The tasks:
**1.** In the battery monitoring thread, what does the later poster suggest placing on each sensing wire?
**2.** Print the part of the battery monitoring thread that begins at the words "Lastly, try" and stops after "may be rejected.".
**3.** Translate this sentence from the battery monitoring thread into Spanish: "That'd work as an input range for the LTC6803."

OK, so I did some web research and got:

http://google.com/#sclient=psy&hl=en&q=chip+ic+battery+monitor
gives

http://www.analog.com/en/press-release/Oct_16_2006_ADI_Adv_Auto_Battery_Monitoring/press.html
ANALOG DEVICES ADVANCES AUTOMOTIVE BATTERY MONITORING WITH HIGHLY 
INTEGRATED MIXED-SIGNAL IC



http://google.com/#sclient=psy&hl=en&q=chip+ic+battery+monitor+6v
gives

http://homepages.which.net/~paul.hills/Circuits/BatteryMonitor/BatteryMonitor.html
Battery Monitoring [several chips listed]

http://www.myra-simon.com/bike/charger.html
Sealed Lead-Acid Battery Charger Circuit [L200 chip]


Lastly, try
http://google.com/#sclient=psy&hl=en&q=chip+ic+battery+monitor+pbso4


I hope this helps.
{brucedp.150m.com}

--
View this message in context: http://electric-vehicle-discussion-list.413529.n4.nabble.com/LTC6803-EV-Battery-monitoring-chip-tp3329682p3332766.html
Sent from the Electric Vehicle Discussion List mailing list archive at Nabble.com.

_______________________________________________
| REPLYING: address your message to [email protected] only.
| Multiple-address or CCed messages may be rejected.
| UNSUBSCRIBE: http://www.evdl.org/help/index.html#usub
| OTHER HELP: http://evdl.org/help/
| OPTIONS: http://lists.sjsu.edu/mailman/listinfo/ev


----------



## EVDL List (Jul 27, 2007)

Granted, it would up the cost of the project, but could you use some sort of
scaler chip that takes 0-15V, cuts it by 3, and outputs 0-5V? That'd work as
an input range for the LTC6803.



> brucedp5 <[email protected]> wrote:
> 
> > OK, so I did some web research and got:
> >
> ...


----------



## EVDL List (Jul 27, 2007)

I actually was thinking about that, but the complication is that the
chip uses each wire in two different directions (+ from lower battery,
and - from upper battery). Most voltage scaling chips would have
problems being chained and expected to work with both batteries, etc..

But I am now thinking that perhaps a half-rectifier type arrangement
(two diodes back to back) on each sensing wire would act to reduce the
voltage by the diodes voltage drop, not exactly a scale just a straight
subtraction, but since our batteries should never need to be measured in
the 0-3v range, it should work....somebody with an EE degree can tell me
if I'm totally off base here...

The only way to tell for sure if this would actually work with the chips
internal circuits is to buy one and try it out...

Excerpted data:
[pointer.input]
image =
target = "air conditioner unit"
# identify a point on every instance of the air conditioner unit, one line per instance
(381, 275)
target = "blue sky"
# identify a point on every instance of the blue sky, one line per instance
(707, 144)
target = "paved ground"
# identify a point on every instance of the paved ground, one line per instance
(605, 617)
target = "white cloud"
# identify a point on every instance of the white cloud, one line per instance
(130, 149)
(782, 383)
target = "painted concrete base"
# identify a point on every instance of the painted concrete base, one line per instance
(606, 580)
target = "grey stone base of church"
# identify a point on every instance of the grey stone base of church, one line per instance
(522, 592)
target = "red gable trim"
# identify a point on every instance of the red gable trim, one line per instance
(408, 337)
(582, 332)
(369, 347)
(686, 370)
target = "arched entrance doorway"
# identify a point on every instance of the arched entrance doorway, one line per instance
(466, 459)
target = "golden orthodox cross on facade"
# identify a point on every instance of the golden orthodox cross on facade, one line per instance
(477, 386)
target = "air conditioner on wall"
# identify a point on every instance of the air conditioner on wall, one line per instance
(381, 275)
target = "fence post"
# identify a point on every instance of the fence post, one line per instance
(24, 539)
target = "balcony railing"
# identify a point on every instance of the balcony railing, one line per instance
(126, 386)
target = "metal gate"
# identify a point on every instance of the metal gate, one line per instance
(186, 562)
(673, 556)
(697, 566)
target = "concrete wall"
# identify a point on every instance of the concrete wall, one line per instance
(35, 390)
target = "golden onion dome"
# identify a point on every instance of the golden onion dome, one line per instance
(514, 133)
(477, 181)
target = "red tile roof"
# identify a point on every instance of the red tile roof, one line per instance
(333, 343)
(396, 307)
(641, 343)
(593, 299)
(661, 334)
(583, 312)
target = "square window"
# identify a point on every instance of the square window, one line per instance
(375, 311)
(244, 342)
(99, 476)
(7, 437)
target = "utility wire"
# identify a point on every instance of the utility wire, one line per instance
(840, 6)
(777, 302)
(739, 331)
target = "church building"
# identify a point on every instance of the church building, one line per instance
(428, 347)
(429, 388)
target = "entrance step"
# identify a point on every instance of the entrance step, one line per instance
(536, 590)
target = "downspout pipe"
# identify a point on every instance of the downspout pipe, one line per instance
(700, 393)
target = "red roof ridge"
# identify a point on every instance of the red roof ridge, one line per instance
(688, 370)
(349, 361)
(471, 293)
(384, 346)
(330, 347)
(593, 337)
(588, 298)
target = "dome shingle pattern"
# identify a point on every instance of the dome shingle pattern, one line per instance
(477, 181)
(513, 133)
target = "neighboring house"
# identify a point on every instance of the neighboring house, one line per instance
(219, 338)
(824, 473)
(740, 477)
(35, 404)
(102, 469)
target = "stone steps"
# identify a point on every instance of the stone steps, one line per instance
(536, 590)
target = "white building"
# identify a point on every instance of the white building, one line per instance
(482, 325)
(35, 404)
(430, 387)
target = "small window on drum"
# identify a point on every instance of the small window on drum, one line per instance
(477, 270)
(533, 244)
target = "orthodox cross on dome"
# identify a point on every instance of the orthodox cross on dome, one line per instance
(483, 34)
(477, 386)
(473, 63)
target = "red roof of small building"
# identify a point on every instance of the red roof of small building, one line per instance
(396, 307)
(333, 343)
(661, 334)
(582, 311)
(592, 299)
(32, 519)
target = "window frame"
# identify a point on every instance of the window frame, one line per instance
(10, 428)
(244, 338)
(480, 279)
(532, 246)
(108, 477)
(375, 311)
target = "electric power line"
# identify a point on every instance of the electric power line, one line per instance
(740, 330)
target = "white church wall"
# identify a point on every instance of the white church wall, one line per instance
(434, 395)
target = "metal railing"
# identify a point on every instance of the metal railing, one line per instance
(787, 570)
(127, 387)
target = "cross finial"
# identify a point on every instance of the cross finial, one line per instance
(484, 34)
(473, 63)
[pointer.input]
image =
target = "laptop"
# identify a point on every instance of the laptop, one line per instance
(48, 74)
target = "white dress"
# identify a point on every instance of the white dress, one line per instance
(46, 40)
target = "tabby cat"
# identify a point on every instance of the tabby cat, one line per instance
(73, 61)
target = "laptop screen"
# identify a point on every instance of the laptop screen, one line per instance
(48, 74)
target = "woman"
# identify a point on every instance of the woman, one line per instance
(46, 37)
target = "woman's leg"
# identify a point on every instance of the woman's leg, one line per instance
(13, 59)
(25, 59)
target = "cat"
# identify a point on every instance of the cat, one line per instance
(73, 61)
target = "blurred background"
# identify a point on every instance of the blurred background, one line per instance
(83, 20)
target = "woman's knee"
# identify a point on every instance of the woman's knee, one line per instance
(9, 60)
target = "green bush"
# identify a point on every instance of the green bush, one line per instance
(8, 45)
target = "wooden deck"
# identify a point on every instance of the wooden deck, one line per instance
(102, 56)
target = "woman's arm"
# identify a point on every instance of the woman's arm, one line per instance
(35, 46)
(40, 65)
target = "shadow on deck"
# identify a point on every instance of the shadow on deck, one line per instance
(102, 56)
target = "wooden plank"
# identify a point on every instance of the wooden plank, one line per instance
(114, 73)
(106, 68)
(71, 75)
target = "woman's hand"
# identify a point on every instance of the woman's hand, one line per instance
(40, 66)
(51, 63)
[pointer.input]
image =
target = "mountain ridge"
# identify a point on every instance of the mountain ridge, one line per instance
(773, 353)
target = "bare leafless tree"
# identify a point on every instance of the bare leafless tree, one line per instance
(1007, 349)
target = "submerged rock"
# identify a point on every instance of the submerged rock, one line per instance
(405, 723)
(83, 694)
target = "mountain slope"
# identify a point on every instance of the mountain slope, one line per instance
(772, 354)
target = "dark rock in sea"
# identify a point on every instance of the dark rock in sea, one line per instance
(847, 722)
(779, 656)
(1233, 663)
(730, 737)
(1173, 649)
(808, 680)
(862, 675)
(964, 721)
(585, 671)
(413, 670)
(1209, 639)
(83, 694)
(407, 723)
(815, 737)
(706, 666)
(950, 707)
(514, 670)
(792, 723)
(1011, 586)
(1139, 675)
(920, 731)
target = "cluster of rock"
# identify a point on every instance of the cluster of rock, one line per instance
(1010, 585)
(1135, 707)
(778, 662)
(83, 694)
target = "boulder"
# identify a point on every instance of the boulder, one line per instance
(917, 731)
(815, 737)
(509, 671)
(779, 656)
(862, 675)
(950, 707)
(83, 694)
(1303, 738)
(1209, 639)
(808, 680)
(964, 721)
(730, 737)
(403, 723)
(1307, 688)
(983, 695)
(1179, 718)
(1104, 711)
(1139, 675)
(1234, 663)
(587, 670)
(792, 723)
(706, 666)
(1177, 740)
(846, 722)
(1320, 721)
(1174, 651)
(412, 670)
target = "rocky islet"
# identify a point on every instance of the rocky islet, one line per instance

Solved tasks:
**1.** A half-rectifier type arrangement, two diodes back to back, on each sensing wire.

**2.**
Lastly, try
http://google.com/#sclient=psy&hl=en&q=chip+ic+battery+monitor+pbso4


I hope this helps.
{brucedp.150m.com}

--
View this message in context: http://electric-vehicle-discussion-list.413529.n4.nabble.com/LTC6803-EV-Battery-monitoring-chip-tp3329682p3332766.html
Sent from the Electric Vehicle Discussion List mailing list archive at Nabble.com.

_______________________________________________
| REPLYING: address your message to [email protected] only.
| Multiple-address or CCed messages may be rejected.

**3.** Eso funcionaría como rango de entrada para el LTC6803.